**TEXT PASSAGE:**
++++

OFFER TO PURCHASE FOR CASH
All Outstanding Shares of Common Stock
of
OPTA FOOD INGREDIENTS, INC.
by
STAKE ACQUISITION CORP.
A Wholly Owned Subsidiary
of
STAKE TECHNOLOGY LTD.
THE OFFER AND WITHDRAWAL RIGHTS WILL EXPIRE AT 12:00 MIDNIGHT, NEW YORK CITY TIME, ON TUESDAY, DECEMBER 3, 2002, UNLESS THE OFFER IS EXTENDED.
November 4, 2002
To Brokers, Dealers, Commercial Banks,
Trust Companies And Other Nominees:
We have been appointed by Stake Acquisition Corp., a Delaware corporation (“Purchaser”), and a wholly owned subsidiary of Stake Technology Ltd., a corporation organized under the laws of Canada (“Parent”), to act as Information Agent in connection with Purchaser’s offer to purchase all issued and outstanding shares of Common Stock (the “Company Common Stock”) of Opta Food Ingredients, Inc. (the “Shares”), a Delaware corporation (the “Company”), at a price of $2.50 per share of Company Common Stock or such higher price as may be paid in the Offer (the “Per Share Amount”), net to the seller in cash, upon the terms and subject to the conditions set forth in the Offer to Purchase, dated November 4, 2002 (the “Offer to Purchase”), and in the related Letter of Transmittal (which, together with the Offer to Purchase and any amendments or supplements thereto, collectively constitute the “Offer”) enclosed herewith. Please furnish copies of the enclosed materials to those of your clients for whose accounts you hold Shares registered in your name or in the name of your nominee.

++++

**DATA ROWS:**
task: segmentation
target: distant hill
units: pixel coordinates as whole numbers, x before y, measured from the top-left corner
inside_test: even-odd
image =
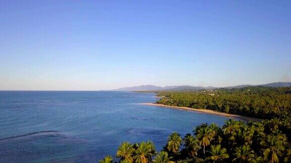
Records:
[[[291,82],[276,82],[269,83],[265,85],[239,85],[232,87],[224,87],[226,89],[233,89],[233,88],[242,88],[247,87],[255,87],[255,86],[262,86],[262,87],[291,87]]]
[[[216,89],[213,87],[194,87],[191,86],[166,86],[164,87],[156,86],[154,85],[142,85],[131,87],[121,88],[116,90],[109,91],[198,91],[203,89],[212,90]]]
[[[265,85],[260,85],[263,87],[291,87],[291,82],[277,82],[272,83]]]
[[[213,87],[195,87],[191,86],[181,86],[177,87],[176,88],[170,89],[164,89],[163,91],[199,91],[201,90],[214,90],[217,89],[218,88]]]
[[[131,87],[124,87],[121,88],[117,90],[113,90],[110,91],[153,91],[153,90],[163,90],[163,88],[162,87],[156,86],[153,85],[142,85],[139,86],[135,86]]]
[[[265,85],[238,85],[231,87],[226,87],[224,88],[225,89],[240,89],[247,87],[255,87],[255,86],[262,86],[262,87],[291,87],[291,82],[277,82],[269,83]],[[214,90],[219,88],[213,87],[211,86],[209,87],[195,87],[191,86],[166,86],[164,87],[156,86],[154,85],[142,85],[139,86],[135,86],[131,87],[124,87],[116,90],[112,90],[109,91],[160,91],[163,90],[165,91],[199,91],[201,90]]]

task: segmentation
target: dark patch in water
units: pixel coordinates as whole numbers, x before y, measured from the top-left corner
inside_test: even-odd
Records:
[[[145,117],[130,117],[130,118],[137,120],[150,120],[155,119],[154,118],[145,118]]]
[[[18,137],[24,137],[24,136],[31,136],[31,135],[33,135],[34,134],[39,134],[39,133],[59,133],[59,132],[57,131],[54,131],[54,130],[36,131],[36,132],[28,133],[23,134],[23,135],[17,135],[17,136],[11,136],[11,137],[7,137],[7,138],[3,138],[3,139],[0,139],[0,141],[8,140],[8,139],[13,139],[13,138],[18,138]]]
[[[163,135],[166,132],[165,130],[154,128],[134,128],[128,131],[129,134],[136,135]]]

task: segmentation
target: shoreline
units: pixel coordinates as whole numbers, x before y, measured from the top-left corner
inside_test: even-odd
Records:
[[[223,112],[219,112],[217,111],[215,111],[212,110],[207,110],[207,109],[193,109],[191,108],[188,107],[178,107],[178,106],[169,106],[163,104],[156,104],[156,103],[141,103],[140,104],[142,105],[152,105],[152,106],[155,106],[158,107],[162,107],[165,108],[171,108],[173,109],[180,109],[186,111],[190,111],[192,112],[199,112],[205,113],[208,113],[211,114],[215,114],[217,115],[223,116],[225,117],[233,117],[235,118],[240,119],[245,121],[252,121],[254,122],[261,122],[263,119],[256,118],[253,118],[253,117],[249,117],[245,116],[239,115],[237,114],[229,114],[229,113],[226,113]]]

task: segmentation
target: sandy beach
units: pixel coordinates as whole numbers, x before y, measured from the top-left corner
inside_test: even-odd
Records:
[[[228,114],[222,112],[219,112],[215,111],[213,110],[207,110],[207,109],[193,109],[187,107],[177,107],[177,106],[168,106],[163,104],[155,104],[155,103],[141,103],[141,104],[143,105],[153,105],[153,106],[156,106],[159,107],[167,107],[167,108],[171,108],[174,109],[177,109],[180,110],[184,110],[187,111],[190,111],[193,112],[203,112],[209,114],[215,114],[218,115],[221,115],[226,117],[233,117],[235,118],[238,118],[241,119],[245,121],[252,121],[254,122],[260,122],[263,120],[262,119],[256,118],[252,118],[252,117],[248,117],[242,115],[239,115],[236,114]]]

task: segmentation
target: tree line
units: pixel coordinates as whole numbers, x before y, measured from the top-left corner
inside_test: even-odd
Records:
[[[202,124],[183,138],[173,132],[159,152],[151,141],[123,142],[116,157],[120,162],[290,162],[290,118],[246,123],[229,119],[222,127]],[[109,155],[100,162],[113,159]]]
[[[291,87],[263,87],[191,92],[158,92],[157,103],[213,110],[262,119],[291,114]]]

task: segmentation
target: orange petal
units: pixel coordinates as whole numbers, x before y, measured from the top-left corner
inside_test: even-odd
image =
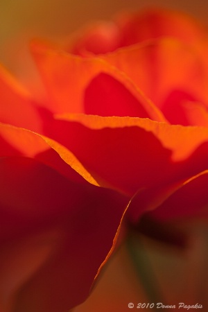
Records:
[[[103,60],[79,58],[40,42],[34,43],[32,49],[48,90],[50,110],[104,116],[130,114],[164,121],[131,80]]]
[[[74,181],[84,179],[98,185],[70,150],[58,142],[31,131],[0,123],[0,154],[39,159]]]
[[[57,118],[62,120],[54,121],[52,137],[72,151],[100,185],[130,196],[140,188],[190,177],[207,166],[207,148],[199,149],[207,144],[207,128],[130,117]]]
[[[119,16],[117,24],[123,35],[121,46],[167,36],[191,43],[206,35],[198,21],[174,10],[153,8],[135,14],[123,12]]]
[[[41,120],[31,96],[0,66],[0,121],[40,132]]]
[[[191,17],[178,11],[148,9],[123,12],[114,21],[92,24],[76,34],[68,51],[76,54],[104,54],[161,37],[192,43],[206,35],[206,30]]]
[[[171,123],[189,124],[182,119],[182,112],[177,112],[182,101],[208,105],[203,60],[184,43],[163,38],[101,57],[130,77]]]
[[[161,220],[207,218],[208,171],[185,181],[150,216]]]
[[[0,171],[1,306],[59,312],[81,303],[112,252],[126,198],[28,158],[3,157]]]

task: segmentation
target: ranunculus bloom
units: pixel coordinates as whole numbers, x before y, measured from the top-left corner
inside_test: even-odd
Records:
[[[81,303],[121,221],[207,217],[207,47],[189,17],[150,10],[65,49],[34,41],[42,103],[1,68],[3,312]]]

++++

**TO DO:**
#1 According to the tender offer letter, which company wholly owns Stake Acquisition Corp.?
#2 Translate this sentence from the tender offer letter into Spanish: "THE OFFER AND WITHDRAWAL RIGHTS WILL EXPIRE AT 12:00 MIDNIGHT, NEW YORK CITY TIME, ON TUESDAY, DECEMBER 3, 2002, UNLESS THE OFFER IS EXTENDED."
#3 Please recast the paragraph of the tender offer letter beginning "We have been appointed by Stake Acquisition Corp." as a short bulleted list that keeps its main facts.

**THE RESULTS:**
#1 Stake Technology Ltd., a corporation organized under the laws of Canada.

#2 LA OFERTA Y LOS DERECHOS DE RETIRO VENCERÁN A LAS 12:00 DE LA MEDIANOCHE, HORA DE LA CIUDAD DE NUEVA YORK, EL MARTES 3 DE DICIEMBRE DE 2002, A MENOS QUE SE PRORROGUE LA OFERTA.

#3
- The writer acts as Information Agent. It was appointed by Stake Acquisition Corp. ("Purchaser"), a Delaware corporation wholly owned by Stake Technology Ltd. ("Parent"), a Canadian corporation.
- Purchaser offers to buy all issued and outstanding shares of Common Stock of Opta Food Ingredients, Inc., a Delaware corporation.
- The price is $2.50 per share, or any higher price paid in the Offer, net to the seller in cash.
- The terms and conditions appear in the Offer to Purchase dated November 4, 2002, and in the enclosed Letter of Transmittal. Together with any amendments or supplements, these make up the Offer.
- Recipients are asked to send copies of the enclosed materials to clients whose Shares they hold in their own name or their nominee's name.